(THE DATA):

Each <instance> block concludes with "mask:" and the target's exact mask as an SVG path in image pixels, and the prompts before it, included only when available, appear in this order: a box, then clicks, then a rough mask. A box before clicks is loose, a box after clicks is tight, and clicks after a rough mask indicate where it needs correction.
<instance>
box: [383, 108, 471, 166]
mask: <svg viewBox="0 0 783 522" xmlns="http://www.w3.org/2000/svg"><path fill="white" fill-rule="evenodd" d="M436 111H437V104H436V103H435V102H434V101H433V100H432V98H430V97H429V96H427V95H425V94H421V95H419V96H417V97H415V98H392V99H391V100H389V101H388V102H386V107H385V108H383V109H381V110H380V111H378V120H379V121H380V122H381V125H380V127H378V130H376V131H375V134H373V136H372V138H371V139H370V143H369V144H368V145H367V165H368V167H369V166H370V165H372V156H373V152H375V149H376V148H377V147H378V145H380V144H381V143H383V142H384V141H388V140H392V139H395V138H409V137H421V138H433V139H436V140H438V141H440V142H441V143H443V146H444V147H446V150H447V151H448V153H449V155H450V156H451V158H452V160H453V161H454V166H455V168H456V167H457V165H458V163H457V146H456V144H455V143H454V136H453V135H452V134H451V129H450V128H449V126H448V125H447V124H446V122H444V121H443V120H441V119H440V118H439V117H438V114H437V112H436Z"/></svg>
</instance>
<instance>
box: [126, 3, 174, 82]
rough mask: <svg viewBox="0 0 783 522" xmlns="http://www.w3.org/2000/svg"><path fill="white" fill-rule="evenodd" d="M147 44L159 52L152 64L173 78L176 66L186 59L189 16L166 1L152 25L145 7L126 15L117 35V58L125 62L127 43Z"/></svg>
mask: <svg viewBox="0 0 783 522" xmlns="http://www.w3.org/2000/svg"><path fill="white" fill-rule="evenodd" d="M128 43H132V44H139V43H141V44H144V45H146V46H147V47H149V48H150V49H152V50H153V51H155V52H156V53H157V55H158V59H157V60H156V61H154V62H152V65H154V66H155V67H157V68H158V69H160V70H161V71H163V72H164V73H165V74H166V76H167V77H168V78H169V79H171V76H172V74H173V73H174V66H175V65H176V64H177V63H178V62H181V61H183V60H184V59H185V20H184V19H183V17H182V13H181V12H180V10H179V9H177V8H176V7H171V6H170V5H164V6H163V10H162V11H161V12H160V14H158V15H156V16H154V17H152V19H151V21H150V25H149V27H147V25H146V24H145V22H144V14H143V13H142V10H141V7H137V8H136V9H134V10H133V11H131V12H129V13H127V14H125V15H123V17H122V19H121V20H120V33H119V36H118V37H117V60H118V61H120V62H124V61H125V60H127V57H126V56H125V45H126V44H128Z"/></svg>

(WORK TO BE COMPLETED): Make a faithful copy of every record above.

(RESPONSE):
Each <instance> block concludes with "mask:" and the target's exact mask as an SVG path in image pixels, and the prompts before it, included only when available, appear in this order: a box, then clicks, then a rough mask. A box before clicks is loose, a box after clicks is tight, and clicks after a rough mask indicate where it needs correction.
<instance>
box: [383, 108, 471, 166]
mask: <svg viewBox="0 0 783 522" xmlns="http://www.w3.org/2000/svg"><path fill="white" fill-rule="evenodd" d="M436 111H437V104H436V103H435V102H434V101H433V100H432V98H430V97H429V96H427V95H425V94H421V95H419V96H417V97H415V98H392V99H391V100H389V101H388V102H386V107H385V108H383V109H381V110H380V111H378V120H379V121H380V122H381V125H380V127H378V130H376V131H375V134H373V136H372V138H371V139H370V143H369V144H368V145H367V165H368V167H369V166H370V165H372V156H373V152H375V149H376V148H377V147H378V145H380V144H381V143H383V142H384V141H388V140H392V139H395V138H409V137H421V138H433V139H436V140H438V141H440V142H441V143H443V146H444V147H446V150H447V151H448V153H449V155H450V156H451V158H452V160H453V161H454V166H455V168H456V167H457V165H458V163H457V146H456V144H455V143H454V136H453V135H452V134H451V129H450V128H449V126H448V125H447V124H446V122H444V121H443V120H441V119H440V118H439V117H438V114H437V112H436Z"/></svg>
</instance>
<instance>
box: [126, 3, 174, 82]
rough mask: <svg viewBox="0 0 783 522" xmlns="http://www.w3.org/2000/svg"><path fill="white" fill-rule="evenodd" d="M147 44L159 52L152 64L173 78L176 66L186 59L189 16L166 1L152 25L145 7L126 15L117 35V58L125 62L127 43Z"/></svg>
mask: <svg viewBox="0 0 783 522" xmlns="http://www.w3.org/2000/svg"><path fill="white" fill-rule="evenodd" d="M128 43H132V44H139V43H141V44H144V45H146V46H147V47H149V48H150V49H152V50H153V51H155V52H156V53H157V55H158V59H157V60H156V61H154V62H152V65H154V66H155V67H157V68H158V69H160V70H161V71H163V72H164V73H165V74H166V76H167V77H168V78H169V79H171V76H172V74H173V73H174V66H175V65H176V64H177V63H178V62H181V61H183V60H184V59H185V20H184V19H183V17H182V13H181V12H180V10H179V9H177V8H176V7H171V6H170V5H164V6H163V10H162V11H161V12H160V14H158V15H156V16H154V17H152V19H151V21H150V25H149V27H147V25H146V24H145V22H144V14H143V13H142V10H141V7H137V8H136V9H134V10H133V11H131V12H129V13H127V14H125V15H123V17H122V19H121V20H120V33H119V36H118V37H117V60H118V61H120V62H124V61H125V60H127V57H126V56H125V45H126V44H128Z"/></svg>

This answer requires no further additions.